С другой стороны, сейчас в соцсетях бушует акция: «Мы не сдаем старые билеты и покупаем новые на 2022 год». За последние два дня было куплено 580 билетов на 1,45 млн руб. Эта сумма не похожа на 96 млн руб., но это абсолютно зримая и понятная поддержка от зрителей, которые могли бы нас растоптать. Я благодарен этому.

К этой акции присоединился, например, «МТС». Они сделали в «МТС Live» кэшбэк в 50% за покупку билета [на фестиваль]. По факту человек его покупает за 1250 руб. вместо 2 тыс. И это очень круто. Остальное «МТС Live» компенсирует из своих внутренних фондов.

— Вы упомянули про реакцию партнеров. Как они в целом реагируют на отмену мероприятия?

— Доходит до слез. Мы не получили ни одной претензии от партнеров за то, что они потратили деньги, а фестиваль не состоялся. Потом началось обратное движение — по-моему, с Sheraton, которые сказали: «Мы поняли, что вы дико прогорели. Поэтому возвращаем деньги за проживание ваших артистов». Дальше откликнулась компания Haier, потом —«МТС», откликнулись Gloo и «Белуга». Мы чувствуем, что находимся в кругу людей, которые всячески нас поддерживают.
━━━━━━━━━━━━━━━━━━━━━━━━━━━━━━
ЧТО СДЕЛАТЬ:
1/ Сколько билетов, согласно интервью об отмене фестиваля, было куплено за последние два дня?
2/ Воспроизведите текст из интервью об отмене фестиваля, начиная со слов «С другой стороны, сейчас» и далее вплоть до слов «из своих внутренних фондов.».

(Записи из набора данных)
━━━━━━━━━━━━━━━━━━━━━━━━━━━━━━
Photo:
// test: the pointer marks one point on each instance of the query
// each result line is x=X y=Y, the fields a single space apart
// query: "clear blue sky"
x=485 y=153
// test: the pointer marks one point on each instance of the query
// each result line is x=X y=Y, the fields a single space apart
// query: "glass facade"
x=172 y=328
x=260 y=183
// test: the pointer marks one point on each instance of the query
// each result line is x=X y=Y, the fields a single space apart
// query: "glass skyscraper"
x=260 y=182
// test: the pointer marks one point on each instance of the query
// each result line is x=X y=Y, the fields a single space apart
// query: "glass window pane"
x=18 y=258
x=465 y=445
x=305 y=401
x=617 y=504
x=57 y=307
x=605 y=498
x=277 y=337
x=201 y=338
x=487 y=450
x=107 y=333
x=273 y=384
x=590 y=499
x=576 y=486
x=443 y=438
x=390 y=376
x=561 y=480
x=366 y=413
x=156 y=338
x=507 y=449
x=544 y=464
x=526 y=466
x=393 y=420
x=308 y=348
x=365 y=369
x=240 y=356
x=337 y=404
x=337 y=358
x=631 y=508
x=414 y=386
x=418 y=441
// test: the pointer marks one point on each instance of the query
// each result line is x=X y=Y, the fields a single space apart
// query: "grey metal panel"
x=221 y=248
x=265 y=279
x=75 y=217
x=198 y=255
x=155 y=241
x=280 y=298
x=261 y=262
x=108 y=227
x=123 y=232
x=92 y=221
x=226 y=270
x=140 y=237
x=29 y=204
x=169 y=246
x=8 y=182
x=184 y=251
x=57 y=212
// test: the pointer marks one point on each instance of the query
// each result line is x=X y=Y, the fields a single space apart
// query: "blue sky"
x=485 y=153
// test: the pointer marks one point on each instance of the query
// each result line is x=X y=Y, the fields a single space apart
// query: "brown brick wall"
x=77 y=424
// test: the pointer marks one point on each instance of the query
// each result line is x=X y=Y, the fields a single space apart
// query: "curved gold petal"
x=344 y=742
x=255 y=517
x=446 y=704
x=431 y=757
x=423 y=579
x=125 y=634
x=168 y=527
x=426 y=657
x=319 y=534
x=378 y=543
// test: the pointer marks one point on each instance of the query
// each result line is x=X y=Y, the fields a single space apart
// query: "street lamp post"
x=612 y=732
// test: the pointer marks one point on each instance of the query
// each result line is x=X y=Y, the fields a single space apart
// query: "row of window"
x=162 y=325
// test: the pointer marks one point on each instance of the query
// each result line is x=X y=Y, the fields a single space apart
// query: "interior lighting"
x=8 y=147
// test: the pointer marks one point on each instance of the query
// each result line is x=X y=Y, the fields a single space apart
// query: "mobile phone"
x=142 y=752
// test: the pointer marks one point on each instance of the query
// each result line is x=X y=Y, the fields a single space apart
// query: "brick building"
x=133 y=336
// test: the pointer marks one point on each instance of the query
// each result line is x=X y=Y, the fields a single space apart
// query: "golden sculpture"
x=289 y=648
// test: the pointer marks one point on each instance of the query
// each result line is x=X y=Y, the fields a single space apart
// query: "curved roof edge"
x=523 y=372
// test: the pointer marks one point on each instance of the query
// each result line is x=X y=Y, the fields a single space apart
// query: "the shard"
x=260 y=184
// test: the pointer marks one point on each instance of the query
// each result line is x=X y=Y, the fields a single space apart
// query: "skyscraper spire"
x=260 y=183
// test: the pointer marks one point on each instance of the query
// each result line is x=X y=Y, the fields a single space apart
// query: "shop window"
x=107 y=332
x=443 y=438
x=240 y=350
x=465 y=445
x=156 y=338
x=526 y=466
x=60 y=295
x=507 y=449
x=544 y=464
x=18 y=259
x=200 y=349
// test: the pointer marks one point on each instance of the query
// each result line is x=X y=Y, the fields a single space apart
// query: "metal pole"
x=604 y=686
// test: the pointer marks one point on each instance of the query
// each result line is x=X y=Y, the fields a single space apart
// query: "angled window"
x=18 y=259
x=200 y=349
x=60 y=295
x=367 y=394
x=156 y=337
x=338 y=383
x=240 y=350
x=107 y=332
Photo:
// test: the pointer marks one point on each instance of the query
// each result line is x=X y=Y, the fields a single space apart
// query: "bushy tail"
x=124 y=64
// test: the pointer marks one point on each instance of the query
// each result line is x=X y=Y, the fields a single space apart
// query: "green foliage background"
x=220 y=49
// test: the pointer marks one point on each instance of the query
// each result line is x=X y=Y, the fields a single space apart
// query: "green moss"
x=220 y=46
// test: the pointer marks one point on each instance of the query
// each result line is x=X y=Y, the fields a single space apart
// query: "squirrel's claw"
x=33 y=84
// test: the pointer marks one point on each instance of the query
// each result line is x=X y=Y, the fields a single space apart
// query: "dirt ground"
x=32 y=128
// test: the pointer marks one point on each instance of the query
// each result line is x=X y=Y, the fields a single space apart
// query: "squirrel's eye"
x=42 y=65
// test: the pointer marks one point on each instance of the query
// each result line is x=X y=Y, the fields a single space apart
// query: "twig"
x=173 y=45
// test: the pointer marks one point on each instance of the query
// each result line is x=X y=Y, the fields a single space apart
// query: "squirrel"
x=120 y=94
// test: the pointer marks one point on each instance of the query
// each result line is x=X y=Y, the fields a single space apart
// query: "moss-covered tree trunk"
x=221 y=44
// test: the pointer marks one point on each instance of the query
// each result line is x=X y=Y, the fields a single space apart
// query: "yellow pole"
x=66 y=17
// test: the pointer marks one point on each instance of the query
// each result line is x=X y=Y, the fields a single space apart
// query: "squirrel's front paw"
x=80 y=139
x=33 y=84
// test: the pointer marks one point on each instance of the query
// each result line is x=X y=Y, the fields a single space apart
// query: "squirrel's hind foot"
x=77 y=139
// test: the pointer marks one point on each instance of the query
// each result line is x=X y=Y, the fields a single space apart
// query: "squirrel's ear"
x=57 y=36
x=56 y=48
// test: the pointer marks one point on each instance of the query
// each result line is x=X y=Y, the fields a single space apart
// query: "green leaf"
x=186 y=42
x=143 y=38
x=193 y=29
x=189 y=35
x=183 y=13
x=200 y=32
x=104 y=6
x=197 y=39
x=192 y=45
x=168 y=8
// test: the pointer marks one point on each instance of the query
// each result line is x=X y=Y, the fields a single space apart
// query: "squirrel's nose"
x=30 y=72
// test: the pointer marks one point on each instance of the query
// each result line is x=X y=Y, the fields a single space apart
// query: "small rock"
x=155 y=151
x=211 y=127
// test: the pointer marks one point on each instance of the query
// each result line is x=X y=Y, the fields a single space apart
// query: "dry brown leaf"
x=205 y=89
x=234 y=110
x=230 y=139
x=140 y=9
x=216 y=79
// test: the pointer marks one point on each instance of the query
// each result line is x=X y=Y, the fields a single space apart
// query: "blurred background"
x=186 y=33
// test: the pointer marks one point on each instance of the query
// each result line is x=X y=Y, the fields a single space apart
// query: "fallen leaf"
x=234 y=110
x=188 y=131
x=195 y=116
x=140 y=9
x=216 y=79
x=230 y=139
━━━━━━━━━━━━━━━━━━━━━━━━━━━━━━
ОТВЕТЫ:
1/ 580 билетов на 1,45 млн руб.

2/
С другой стороны, сейчас в соцсетях бушует акция: «Мы не сдаем старые билеты и покупаем новые на 2022 год». За последние два дня было куплено 580 билетов на 1,45 млн руб. Эта сумма не похожа на 96 млн руб., но это абсолютно зримая и понятная поддержка от зрителей, которые могли бы нас растоптать. Я благодарен этому.

К этой акции присоединился, например, «МТС». Они сделали в «МТС Live» кэшбэк в 50% за покупку билета [на фестиваль]. По факту человек его покупает за 1250 руб. вместо 2 тыс. И это очень круто. Остальное «МТС Live» компенсирует из своих внутренних фондов.